++++ Extract ++++

So, I wrote some tests, and read some code. What I learned:

  1. There *already* exists code that calls FileDescriptor.connectionLost directly in a code path that may be reentrant: loseConnection if you've previously done loseWriteConnection. It wouldn't be reentrant with doWrite though.
  1. I wrote a test that simulates the likely use case of "abortConnection if other sides stop reading what I'm writing". It works both with the "call FileDescriptor.connectionLost immediately" implementation, and, contrary to my expectations, with another implementation based on loseConnection.
  1. Writing tests for this is hard.

Item 2 has me very confused. Anyone care to take a look and see what exactly is wrong with my code and/or conceptual model? I would think the file descriptor would never be writeable if the other side stopped reading, thus doWrite would never be called, and yet it is.

++++ Dataset entries ++++

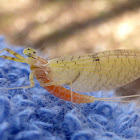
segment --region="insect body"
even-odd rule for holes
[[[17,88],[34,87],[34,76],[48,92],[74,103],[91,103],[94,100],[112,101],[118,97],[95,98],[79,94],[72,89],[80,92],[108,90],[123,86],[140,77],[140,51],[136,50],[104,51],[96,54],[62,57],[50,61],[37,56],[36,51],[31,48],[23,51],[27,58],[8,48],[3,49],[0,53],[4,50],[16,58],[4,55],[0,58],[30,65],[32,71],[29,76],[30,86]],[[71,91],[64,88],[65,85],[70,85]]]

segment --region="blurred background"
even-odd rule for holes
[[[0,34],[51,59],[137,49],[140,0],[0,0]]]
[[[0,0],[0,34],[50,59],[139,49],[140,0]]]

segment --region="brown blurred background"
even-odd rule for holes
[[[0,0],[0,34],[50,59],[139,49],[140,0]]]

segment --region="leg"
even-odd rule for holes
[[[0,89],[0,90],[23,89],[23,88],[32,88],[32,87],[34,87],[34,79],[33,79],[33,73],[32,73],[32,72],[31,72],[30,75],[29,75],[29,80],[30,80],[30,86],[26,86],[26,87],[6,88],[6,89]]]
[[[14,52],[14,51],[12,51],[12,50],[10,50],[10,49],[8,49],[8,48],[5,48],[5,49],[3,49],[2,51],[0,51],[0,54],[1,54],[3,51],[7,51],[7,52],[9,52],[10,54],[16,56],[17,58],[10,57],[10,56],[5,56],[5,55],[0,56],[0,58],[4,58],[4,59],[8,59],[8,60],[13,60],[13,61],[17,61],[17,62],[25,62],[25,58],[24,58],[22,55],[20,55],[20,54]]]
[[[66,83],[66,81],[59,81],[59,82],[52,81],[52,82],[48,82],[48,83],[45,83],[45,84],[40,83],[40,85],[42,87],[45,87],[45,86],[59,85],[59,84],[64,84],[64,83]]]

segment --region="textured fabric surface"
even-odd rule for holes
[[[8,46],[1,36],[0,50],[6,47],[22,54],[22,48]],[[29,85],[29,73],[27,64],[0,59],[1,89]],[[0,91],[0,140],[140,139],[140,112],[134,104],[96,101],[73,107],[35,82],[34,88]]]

++++

Things to do>
(1) Answer these questions about the forum post on connection handling:
(a) Which call already reaches FileDescriptor.connectionLost directly in a possibly reentrant path, and after what earlier call?
(b) What does the writer say about writing tests for this?
(c) What did the writer expect would happen to doWrite if the other side stopped reading?
(2) Change every "even-odd rule" in the listing to "nonzero winding rule" and write out the listing again with nothing else altered, leaving the pictures out.
The forum post and the listing have no connection to each other.

Outputs in order>
(1)
(a) loseConnection does, if loseWriteConnection has been called before.
(b) Writing tests for this is hard.
(c) The writer expected that doWrite would never be called, since the file descriptor would never be writeable.

(2)
segment --region="insect body"
nonzero winding rule for holes
[[[17,88],[34,87],[34,76],[48,92],[74,103],[91,103],[94,100],[112,101],[118,97],[95,98],[79,94],[72,89],[80,92],[108,90],[123,86],[140,77],[140,51],[136,50],[104,51],[96,54],[62,57],[50,61],[37,56],[36,51],[31,48],[23,51],[27,58],[8,48],[3,49],[0,53],[4,50],[16,58],[4,55],[0,58],[30,65],[32,71],[29,76],[30,86]],[[71,91],[64,88],[65,85],[70,85]]]

segment --region="blurred background"
nonzero winding rule for holes
[[[0,34],[51,59],[137,49],[140,0],[0,0]]]
[[[0,0],[0,34],[50,59],[139,49],[140,0]]]

segment --region="brown blurred background"
nonzero winding rule for holes
[[[0,0],[0,34],[50,59],[139,49],[140,0]]]

segment --region="leg"
nonzero winding rule for holes
[[[0,89],[0,90],[23,89],[23,88],[32,88],[32,87],[34,87],[34,79],[33,79],[33,73],[32,73],[32,72],[31,72],[30,75],[29,75],[29,80],[30,80],[30,86],[26,86],[26,87],[6,88],[6,89]]]
[[[14,52],[14,51],[12,51],[12,50],[10,50],[10,49],[8,49],[8,48],[5,48],[5,49],[3,49],[2,51],[0,51],[0,54],[1,54],[3,51],[7,51],[7,52],[9,52],[10,54],[16,56],[17,58],[10,57],[10,56],[5,56],[5,55],[0,56],[0,58],[4,58],[4,59],[8,59],[8,60],[13,60],[13,61],[17,61],[17,62],[25,62],[25,58],[24,58],[22,55],[20,55],[20,54]]]
[[[66,83],[66,81],[59,81],[59,82],[52,81],[52,82],[48,82],[48,83],[45,83],[45,84],[40,83],[40,85],[42,87],[45,87],[45,86],[59,85],[59,84],[64,84],[64,83]]]

segment --region="textured fabric surface"
nonzero winding rule for holes
[[[8,46],[1,36],[0,50],[6,47],[22,54],[22,48]],[[29,85],[29,73],[27,64],[0,59],[1,89]],[[0,91],[0,140],[140,139],[140,112],[134,104],[96,101],[73,107],[35,82],[34,88]]]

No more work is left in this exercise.